Dataset extract —
_ _ _
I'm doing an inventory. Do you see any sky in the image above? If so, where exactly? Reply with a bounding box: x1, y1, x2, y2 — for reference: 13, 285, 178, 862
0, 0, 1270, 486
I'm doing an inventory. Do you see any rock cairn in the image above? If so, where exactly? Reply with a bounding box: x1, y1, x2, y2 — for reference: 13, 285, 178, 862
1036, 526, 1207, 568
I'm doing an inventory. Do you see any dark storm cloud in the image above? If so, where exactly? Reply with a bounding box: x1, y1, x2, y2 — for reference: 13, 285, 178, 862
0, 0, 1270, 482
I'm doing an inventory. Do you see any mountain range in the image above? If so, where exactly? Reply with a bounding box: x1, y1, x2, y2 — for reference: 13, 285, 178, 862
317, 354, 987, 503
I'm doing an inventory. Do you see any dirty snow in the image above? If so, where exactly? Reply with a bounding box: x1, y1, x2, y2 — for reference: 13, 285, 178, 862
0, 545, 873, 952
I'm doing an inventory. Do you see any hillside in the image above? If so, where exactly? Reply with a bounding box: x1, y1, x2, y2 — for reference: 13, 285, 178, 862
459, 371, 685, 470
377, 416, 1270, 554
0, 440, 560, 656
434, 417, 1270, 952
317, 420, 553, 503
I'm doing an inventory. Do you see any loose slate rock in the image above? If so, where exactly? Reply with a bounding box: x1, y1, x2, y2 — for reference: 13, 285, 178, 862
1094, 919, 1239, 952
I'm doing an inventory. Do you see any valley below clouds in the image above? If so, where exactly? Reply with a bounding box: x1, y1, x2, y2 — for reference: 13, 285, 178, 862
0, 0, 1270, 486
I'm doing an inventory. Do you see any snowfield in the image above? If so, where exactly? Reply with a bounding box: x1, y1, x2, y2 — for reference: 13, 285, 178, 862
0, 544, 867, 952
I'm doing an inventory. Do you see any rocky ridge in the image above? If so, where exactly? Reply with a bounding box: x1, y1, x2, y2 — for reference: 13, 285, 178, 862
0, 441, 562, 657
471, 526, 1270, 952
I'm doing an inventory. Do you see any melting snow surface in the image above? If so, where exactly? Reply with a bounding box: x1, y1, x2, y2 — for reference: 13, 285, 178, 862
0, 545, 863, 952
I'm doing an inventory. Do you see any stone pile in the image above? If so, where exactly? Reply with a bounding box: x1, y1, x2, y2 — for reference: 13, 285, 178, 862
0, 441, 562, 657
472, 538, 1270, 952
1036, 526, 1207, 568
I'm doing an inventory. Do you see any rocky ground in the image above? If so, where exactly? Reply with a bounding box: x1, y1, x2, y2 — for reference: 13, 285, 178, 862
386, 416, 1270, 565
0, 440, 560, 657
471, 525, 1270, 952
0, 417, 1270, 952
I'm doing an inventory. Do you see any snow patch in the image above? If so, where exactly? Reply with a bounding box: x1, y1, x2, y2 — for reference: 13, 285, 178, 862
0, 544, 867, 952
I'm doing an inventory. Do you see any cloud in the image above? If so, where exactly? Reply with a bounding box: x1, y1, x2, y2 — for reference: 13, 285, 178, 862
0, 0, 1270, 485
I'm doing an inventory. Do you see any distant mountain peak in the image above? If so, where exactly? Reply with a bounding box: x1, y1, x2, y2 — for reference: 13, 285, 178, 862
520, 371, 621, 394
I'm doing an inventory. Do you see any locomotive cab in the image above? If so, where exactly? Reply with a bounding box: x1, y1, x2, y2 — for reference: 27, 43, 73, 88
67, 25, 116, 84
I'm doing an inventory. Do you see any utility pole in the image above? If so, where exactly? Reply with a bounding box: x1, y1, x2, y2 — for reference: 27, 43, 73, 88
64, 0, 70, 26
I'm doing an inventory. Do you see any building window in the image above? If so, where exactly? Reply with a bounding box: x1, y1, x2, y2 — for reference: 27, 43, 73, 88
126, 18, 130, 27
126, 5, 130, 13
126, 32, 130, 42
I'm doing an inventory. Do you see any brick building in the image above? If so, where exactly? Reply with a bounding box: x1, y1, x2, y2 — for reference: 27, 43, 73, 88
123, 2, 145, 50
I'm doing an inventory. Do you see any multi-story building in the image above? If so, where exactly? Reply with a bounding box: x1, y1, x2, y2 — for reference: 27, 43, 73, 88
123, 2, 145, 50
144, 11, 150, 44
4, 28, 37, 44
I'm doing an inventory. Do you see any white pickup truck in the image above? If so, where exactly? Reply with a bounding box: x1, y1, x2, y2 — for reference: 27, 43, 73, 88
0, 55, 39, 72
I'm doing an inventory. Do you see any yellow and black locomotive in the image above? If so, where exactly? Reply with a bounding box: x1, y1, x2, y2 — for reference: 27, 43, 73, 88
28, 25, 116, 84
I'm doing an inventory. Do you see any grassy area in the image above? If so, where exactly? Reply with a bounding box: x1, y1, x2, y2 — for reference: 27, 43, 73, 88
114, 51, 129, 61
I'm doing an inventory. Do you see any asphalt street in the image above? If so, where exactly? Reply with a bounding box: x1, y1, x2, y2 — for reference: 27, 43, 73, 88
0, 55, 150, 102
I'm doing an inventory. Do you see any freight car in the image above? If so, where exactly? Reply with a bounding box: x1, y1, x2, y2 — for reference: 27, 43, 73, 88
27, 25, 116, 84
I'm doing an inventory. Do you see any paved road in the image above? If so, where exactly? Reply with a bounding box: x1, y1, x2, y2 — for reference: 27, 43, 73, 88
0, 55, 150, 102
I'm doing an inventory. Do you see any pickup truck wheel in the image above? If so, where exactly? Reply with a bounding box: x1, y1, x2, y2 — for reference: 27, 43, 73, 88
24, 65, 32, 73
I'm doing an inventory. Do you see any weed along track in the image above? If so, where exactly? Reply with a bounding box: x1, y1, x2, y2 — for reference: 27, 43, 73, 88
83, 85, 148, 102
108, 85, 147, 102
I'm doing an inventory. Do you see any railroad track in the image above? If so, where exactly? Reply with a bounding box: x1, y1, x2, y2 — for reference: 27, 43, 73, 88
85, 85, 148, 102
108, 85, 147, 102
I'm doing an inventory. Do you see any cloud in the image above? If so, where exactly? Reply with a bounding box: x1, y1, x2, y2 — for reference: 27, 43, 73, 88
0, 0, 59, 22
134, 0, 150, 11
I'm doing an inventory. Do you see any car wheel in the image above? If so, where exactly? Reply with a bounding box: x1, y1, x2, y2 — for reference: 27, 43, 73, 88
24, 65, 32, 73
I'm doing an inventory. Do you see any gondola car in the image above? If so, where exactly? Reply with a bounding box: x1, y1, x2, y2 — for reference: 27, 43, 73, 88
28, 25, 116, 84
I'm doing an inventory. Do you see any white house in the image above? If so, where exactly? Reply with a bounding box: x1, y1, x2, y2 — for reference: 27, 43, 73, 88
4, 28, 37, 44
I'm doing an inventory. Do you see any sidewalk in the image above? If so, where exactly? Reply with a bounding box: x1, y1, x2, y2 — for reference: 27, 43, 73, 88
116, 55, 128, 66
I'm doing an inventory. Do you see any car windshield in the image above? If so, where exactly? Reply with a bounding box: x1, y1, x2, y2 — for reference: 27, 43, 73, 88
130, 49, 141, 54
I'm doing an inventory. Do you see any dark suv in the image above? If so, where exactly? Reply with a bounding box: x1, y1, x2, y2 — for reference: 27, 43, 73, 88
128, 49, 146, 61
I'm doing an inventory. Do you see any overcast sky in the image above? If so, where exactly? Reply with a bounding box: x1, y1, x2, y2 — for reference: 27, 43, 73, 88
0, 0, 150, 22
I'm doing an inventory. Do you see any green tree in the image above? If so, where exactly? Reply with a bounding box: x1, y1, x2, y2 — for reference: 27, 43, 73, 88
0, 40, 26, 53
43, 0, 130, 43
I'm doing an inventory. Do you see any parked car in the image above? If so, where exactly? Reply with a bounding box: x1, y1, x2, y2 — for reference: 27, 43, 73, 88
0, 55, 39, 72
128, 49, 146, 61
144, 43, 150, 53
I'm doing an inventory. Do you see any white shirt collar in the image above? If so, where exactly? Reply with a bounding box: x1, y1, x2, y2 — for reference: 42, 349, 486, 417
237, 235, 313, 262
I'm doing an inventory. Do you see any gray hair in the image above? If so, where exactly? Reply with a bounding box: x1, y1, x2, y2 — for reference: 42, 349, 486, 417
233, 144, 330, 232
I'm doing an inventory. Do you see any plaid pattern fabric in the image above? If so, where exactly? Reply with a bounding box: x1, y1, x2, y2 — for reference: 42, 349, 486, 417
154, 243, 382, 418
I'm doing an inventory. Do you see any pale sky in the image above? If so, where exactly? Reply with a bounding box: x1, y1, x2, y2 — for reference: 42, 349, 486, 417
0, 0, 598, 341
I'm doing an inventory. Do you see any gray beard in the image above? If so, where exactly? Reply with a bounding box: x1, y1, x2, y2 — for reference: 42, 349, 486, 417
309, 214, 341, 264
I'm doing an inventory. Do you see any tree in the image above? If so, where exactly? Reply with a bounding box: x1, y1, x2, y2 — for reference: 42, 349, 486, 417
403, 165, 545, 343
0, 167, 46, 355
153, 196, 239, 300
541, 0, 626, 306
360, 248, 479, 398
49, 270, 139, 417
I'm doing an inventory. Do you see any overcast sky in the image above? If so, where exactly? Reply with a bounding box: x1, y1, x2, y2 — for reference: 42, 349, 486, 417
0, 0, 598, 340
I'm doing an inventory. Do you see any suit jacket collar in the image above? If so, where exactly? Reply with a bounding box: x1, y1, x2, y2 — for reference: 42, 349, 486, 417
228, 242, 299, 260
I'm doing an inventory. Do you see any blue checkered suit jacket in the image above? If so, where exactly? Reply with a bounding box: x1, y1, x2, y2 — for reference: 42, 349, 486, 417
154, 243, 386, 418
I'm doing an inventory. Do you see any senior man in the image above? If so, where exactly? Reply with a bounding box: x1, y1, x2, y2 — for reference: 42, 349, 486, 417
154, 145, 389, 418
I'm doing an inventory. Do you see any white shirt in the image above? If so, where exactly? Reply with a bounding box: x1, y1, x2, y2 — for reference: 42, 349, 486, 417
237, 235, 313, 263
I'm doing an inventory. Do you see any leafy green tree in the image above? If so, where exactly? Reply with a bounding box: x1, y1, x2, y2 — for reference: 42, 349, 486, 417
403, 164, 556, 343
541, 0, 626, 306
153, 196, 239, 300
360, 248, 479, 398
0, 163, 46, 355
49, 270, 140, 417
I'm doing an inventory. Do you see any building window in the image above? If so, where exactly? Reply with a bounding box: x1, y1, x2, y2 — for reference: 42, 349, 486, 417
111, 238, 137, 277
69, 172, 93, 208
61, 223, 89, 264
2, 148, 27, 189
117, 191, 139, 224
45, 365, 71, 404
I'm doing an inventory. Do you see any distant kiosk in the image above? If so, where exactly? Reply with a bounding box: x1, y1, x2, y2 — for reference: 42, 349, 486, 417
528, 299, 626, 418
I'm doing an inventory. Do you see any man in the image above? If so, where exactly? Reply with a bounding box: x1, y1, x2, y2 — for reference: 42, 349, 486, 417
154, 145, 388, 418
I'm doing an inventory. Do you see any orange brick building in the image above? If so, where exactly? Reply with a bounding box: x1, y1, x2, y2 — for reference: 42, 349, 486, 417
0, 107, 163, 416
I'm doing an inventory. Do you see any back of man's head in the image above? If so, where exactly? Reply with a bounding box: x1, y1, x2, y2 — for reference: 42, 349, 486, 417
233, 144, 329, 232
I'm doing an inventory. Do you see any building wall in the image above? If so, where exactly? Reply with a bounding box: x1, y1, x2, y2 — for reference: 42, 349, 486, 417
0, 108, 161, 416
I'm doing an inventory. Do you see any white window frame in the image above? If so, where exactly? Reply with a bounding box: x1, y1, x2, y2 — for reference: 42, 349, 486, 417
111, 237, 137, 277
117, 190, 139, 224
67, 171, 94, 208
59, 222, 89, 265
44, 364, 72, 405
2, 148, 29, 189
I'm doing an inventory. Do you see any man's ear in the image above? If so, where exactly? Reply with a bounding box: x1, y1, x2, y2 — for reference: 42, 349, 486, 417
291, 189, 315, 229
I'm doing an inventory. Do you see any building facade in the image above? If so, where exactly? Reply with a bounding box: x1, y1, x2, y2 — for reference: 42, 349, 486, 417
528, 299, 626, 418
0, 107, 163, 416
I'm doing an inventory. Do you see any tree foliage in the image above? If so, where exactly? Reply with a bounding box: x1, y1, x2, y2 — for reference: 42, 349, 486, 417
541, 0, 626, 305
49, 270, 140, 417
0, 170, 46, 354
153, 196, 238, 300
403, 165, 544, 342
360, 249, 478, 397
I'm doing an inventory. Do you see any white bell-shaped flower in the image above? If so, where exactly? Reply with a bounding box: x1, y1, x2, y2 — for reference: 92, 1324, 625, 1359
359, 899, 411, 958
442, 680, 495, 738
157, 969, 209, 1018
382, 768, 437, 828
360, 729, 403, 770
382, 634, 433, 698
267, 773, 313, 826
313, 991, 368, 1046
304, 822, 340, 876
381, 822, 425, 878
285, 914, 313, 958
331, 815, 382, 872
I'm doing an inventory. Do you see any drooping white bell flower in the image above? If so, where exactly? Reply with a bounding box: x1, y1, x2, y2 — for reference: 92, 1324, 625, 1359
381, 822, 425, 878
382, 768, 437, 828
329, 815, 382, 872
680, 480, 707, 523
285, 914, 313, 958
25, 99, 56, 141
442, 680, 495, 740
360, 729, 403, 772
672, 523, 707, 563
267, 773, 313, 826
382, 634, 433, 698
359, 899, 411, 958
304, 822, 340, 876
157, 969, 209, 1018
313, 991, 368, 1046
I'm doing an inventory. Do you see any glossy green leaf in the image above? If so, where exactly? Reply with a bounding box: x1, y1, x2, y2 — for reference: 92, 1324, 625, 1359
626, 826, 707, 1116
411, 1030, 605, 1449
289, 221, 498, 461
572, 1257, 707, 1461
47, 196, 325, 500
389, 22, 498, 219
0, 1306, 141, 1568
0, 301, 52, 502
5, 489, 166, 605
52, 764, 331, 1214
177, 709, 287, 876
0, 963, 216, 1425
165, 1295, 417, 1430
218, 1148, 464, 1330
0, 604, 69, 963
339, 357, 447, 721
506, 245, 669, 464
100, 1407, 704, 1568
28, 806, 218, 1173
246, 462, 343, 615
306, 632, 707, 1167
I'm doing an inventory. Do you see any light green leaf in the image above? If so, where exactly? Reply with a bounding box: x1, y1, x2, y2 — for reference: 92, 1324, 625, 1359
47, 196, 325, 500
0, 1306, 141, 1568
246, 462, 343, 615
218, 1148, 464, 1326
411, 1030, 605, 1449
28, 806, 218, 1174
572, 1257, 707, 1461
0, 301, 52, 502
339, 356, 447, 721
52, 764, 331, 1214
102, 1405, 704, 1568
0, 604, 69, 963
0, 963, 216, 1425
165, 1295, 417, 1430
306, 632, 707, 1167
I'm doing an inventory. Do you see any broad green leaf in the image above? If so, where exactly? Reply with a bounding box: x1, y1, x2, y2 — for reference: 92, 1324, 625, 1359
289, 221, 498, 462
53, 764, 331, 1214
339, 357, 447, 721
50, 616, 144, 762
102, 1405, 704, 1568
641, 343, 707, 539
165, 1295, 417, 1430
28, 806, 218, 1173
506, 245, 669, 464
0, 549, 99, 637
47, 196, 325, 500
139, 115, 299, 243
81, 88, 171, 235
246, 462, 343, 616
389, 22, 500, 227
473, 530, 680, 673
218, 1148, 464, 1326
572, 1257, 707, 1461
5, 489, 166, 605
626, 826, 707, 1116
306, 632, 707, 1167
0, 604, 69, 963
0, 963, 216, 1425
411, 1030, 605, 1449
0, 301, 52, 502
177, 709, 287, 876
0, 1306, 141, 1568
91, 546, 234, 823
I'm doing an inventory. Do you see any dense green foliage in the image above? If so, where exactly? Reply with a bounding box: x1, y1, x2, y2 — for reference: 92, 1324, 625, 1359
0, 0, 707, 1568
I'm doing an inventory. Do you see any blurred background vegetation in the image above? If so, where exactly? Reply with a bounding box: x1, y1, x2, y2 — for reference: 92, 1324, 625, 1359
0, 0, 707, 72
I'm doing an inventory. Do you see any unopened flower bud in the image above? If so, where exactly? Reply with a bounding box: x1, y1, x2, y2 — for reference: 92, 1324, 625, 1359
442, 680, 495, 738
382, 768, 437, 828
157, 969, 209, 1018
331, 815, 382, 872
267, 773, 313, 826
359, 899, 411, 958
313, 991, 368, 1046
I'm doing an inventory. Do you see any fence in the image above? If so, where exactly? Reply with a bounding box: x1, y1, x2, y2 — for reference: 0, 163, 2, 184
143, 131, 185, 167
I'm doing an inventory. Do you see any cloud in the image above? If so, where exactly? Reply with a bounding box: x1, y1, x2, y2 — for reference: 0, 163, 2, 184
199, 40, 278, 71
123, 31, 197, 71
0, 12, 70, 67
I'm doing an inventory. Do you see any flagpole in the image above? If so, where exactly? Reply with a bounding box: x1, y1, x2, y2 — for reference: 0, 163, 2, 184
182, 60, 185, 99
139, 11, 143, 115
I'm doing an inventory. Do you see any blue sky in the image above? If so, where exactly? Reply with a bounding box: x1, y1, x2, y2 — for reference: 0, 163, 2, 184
_ _ _
Request —
Output the data lines above as a numbered list, from the line containing "I'm doing an inventory. Do you see any fence" through the line containing "139, 11, 143, 115", both included. Leave out any blank lines.

Task response —
1. I'm doing an inventory. Do you see any fence in the image above? If so, where exactly? Reply with a bounding box: x1, y1, x2, y2 — for reference: 0, 163, 2, 184
2. 143, 131, 185, 167
3. I'm doing an inventory. Do you see any cloud in the image above? If so, where exactly? Reply with a bounding box: x1, y1, x2, y2 — for reference: 0, 163, 2, 184
4. 199, 40, 278, 71
5. 123, 31, 197, 71
6. 0, 12, 70, 67
7. I'm doing an inventory. Do you see any flagpole in the image above? If so, where exactly? Reply with a bounding box: x1, y1, x2, y2 — for reference: 0, 163, 2, 184
8. 182, 60, 185, 99
9. 139, 11, 143, 115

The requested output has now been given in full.